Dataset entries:

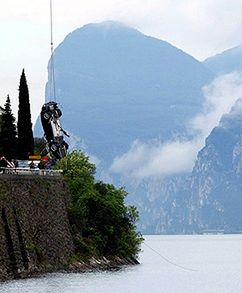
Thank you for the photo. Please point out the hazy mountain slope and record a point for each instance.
(116, 85)
(226, 62)
(216, 183)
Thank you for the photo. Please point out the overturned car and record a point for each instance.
(50, 119)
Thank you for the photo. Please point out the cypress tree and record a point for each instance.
(8, 134)
(25, 133)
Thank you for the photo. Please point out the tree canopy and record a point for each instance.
(25, 133)
(8, 132)
(101, 222)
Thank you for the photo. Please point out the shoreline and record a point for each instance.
(91, 265)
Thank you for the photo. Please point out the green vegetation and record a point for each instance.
(25, 133)
(102, 224)
(8, 133)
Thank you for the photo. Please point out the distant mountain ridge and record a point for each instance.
(216, 181)
(117, 85)
(225, 62)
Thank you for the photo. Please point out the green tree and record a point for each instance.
(102, 224)
(39, 146)
(25, 133)
(8, 134)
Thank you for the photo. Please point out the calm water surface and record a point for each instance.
(169, 264)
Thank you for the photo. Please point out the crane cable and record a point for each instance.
(169, 261)
(52, 91)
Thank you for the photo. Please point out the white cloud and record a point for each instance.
(173, 157)
(201, 28)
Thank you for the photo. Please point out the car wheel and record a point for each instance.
(46, 116)
(53, 148)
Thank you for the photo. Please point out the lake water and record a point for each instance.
(169, 264)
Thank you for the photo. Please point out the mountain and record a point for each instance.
(225, 62)
(117, 85)
(216, 181)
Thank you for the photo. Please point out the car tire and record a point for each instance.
(46, 116)
(53, 147)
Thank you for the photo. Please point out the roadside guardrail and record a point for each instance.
(28, 171)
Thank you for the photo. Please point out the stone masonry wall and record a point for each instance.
(34, 228)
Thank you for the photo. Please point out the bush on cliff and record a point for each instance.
(101, 222)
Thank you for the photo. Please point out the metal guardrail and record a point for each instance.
(28, 171)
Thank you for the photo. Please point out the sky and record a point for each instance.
(201, 28)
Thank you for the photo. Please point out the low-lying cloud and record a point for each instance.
(154, 158)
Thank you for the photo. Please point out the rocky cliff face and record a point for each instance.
(34, 228)
(216, 185)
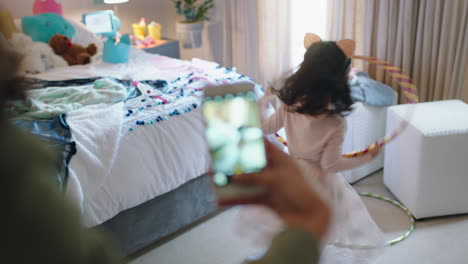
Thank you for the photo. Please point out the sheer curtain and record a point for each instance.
(253, 36)
(426, 38)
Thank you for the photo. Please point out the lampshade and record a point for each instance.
(115, 1)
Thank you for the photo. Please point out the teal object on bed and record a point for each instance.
(117, 53)
(43, 27)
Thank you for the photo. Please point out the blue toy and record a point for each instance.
(116, 53)
(42, 27)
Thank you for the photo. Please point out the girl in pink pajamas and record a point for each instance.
(314, 100)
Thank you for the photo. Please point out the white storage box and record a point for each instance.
(426, 167)
(366, 124)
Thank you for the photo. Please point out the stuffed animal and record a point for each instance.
(37, 57)
(42, 27)
(72, 53)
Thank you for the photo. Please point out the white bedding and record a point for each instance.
(122, 172)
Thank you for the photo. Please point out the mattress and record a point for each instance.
(123, 159)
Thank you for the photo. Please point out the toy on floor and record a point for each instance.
(38, 57)
(73, 54)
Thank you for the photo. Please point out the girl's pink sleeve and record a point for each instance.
(275, 122)
(332, 159)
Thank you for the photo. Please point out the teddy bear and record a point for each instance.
(72, 53)
(37, 57)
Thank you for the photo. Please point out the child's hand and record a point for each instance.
(376, 151)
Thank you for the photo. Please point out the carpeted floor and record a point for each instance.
(439, 240)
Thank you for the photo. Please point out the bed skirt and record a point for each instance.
(138, 227)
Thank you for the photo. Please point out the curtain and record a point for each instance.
(251, 35)
(426, 38)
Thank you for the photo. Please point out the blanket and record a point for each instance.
(96, 131)
(371, 92)
(52, 101)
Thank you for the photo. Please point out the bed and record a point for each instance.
(136, 166)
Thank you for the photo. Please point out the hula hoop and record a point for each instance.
(409, 92)
(402, 207)
(390, 242)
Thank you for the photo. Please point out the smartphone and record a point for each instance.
(234, 137)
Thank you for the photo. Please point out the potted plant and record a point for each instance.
(195, 12)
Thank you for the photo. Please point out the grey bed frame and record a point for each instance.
(139, 227)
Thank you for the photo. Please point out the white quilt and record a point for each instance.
(112, 172)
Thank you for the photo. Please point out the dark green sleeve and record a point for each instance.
(292, 246)
(42, 227)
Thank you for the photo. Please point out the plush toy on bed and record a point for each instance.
(37, 57)
(72, 53)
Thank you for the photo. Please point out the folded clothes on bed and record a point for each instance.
(369, 91)
(52, 101)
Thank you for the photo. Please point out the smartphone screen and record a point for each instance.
(234, 135)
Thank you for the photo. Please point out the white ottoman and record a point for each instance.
(426, 167)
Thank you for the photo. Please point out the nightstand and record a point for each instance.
(165, 47)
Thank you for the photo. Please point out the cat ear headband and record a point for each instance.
(346, 45)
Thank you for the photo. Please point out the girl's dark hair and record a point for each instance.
(320, 86)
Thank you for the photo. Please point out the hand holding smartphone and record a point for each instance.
(234, 137)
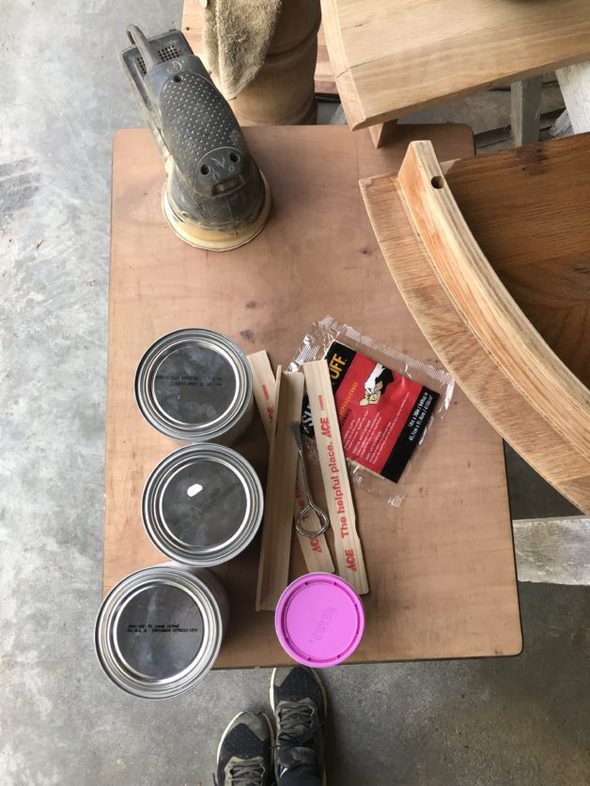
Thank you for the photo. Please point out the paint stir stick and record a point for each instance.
(347, 544)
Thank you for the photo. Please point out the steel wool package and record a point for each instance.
(386, 402)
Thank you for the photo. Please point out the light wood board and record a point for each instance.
(277, 526)
(192, 27)
(392, 58)
(441, 567)
(472, 321)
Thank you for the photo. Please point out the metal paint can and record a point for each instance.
(195, 385)
(159, 630)
(202, 505)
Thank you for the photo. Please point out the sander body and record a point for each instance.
(215, 196)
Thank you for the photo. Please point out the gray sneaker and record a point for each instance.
(299, 702)
(244, 756)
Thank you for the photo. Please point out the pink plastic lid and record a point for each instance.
(319, 620)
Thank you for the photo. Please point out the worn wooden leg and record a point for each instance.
(525, 110)
(381, 134)
(574, 82)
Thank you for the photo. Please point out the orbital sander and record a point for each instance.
(215, 197)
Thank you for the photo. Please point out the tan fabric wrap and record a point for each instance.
(236, 38)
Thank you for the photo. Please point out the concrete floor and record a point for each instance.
(500, 721)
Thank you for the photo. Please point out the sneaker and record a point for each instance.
(299, 702)
(244, 756)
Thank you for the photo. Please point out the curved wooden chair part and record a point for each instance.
(392, 57)
(477, 329)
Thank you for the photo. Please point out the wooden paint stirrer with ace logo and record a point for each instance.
(347, 544)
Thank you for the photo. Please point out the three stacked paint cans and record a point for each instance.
(159, 630)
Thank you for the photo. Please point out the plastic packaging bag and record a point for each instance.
(387, 402)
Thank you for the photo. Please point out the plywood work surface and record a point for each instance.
(441, 567)
(391, 58)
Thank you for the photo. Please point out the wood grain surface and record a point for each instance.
(277, 526)
(441, 567)
(392, 58)
(472, 321)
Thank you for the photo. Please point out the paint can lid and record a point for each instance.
(202, 505)
(158, 632)
(195, 385)
(319, 620)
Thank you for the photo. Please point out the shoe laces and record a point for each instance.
(298, 721)
(246, 773)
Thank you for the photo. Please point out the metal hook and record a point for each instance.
(321, 514)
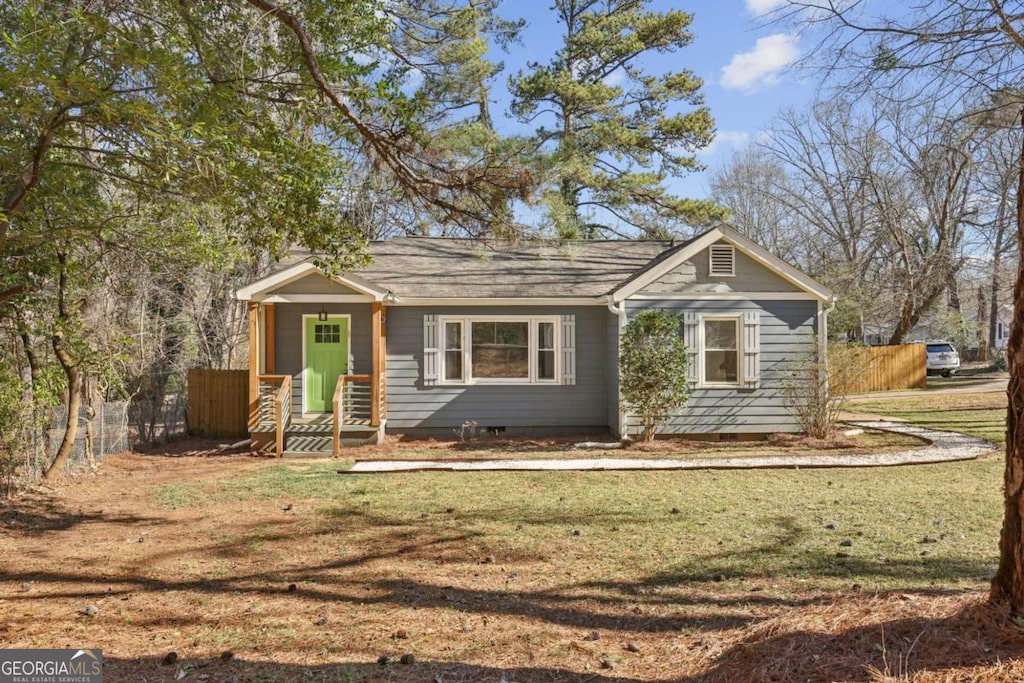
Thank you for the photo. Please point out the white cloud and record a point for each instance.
(725, 138)
(762, 66)
(762, 7)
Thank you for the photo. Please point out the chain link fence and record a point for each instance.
(108, 428)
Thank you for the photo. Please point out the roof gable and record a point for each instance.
(685, 269)
(288, 275)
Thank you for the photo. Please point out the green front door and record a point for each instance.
(327, 357)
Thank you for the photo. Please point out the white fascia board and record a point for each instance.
(261, 288)
(313, 298)
(743, 244)
(501, 301)
(727, 296)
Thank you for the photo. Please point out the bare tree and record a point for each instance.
(970, 49)
(750, 184)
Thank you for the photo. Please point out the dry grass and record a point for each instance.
(982, 414)
(491, 447)
(713, 575)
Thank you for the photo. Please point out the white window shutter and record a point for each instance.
(752, 349)
(431, 350)
(691, 337)
(568, 349)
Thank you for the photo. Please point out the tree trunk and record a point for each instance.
(74, 376)
(910, 314)
(995, 284)
(1008, 584)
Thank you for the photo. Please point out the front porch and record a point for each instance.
(316, 375)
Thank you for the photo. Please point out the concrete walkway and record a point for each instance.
(943, 446)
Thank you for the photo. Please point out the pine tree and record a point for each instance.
(610, 133)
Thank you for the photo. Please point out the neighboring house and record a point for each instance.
(437, 333)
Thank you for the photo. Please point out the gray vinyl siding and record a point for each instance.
(413, 408)
(289, 333)
(693, 275)
(786, 329)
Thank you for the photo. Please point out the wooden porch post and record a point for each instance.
(375, 384)
(269, 333)
(253, 366)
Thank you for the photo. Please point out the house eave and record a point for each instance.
(266, 287)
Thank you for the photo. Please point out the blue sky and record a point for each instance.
(740, 56)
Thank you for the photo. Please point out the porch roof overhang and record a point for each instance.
(265, 290)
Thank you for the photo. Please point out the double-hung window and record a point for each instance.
(724, 349)
(500, 350)
(721, 351)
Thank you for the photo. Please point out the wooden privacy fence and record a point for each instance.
(888, 368)
(218, 402)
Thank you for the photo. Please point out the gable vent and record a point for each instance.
(723, 260)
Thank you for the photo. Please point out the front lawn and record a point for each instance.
(981, 415)
(488, 447)
(302, 573)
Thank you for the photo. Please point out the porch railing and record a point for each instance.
(354, 400)
(275, 406)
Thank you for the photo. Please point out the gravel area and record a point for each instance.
(943, 446)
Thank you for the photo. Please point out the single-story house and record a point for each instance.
(437, 334)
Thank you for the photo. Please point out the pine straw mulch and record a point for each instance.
(199, 583)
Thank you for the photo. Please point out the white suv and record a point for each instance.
(942, 357)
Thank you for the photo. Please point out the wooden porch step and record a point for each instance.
(317, 440)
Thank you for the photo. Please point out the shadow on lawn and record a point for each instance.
(974, 643)
(128, 671)
(35, 517)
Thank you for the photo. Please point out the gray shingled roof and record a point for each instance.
(458, 268)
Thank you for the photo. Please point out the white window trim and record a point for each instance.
(704, 383)
(467, 349)
(711, 260)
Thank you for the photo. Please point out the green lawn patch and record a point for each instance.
(981, 415)
(617, 532)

**TASK DESCRIPTION**: Give exactly the lines from the one with "Thank you for the photo. Please point out the gravel" to the end of the entries, nothing before them.

**SOLUTION**:
Thank you for the photo. Please point out the gravel area and record a point for each instance.
(943, 446)
Thank you for the photo. Please point out the single-story house and record a point for each instance.
(437, 334)
Thank you for the photo. Please point out the pine straw mulch and record a point for each instance.
(199, 583)
Thank you for the photo. Please point out the white suv and record a point for each instance.
(942, 357)
Thank you for the photo. Please point out the wooden porch step and record a point for each instance.
(317, 440)
Thank you for the photo. Please point out the shadow on lawn and record a point for each instance.
(974, 643)
(128, 671)
(35, 517)
Thank you for the photo. Please point out the gray shingled roof and record a point for each instance.
(458, 268)
Thank you for the photo. Please point out the white window trim and record a point for each instance.
(704, 383)
(467, 349)
(711, 260)
Thank you for the photo. Please point out the green lawn patch and record a point for each instance.
(981, 415)
(617, 532)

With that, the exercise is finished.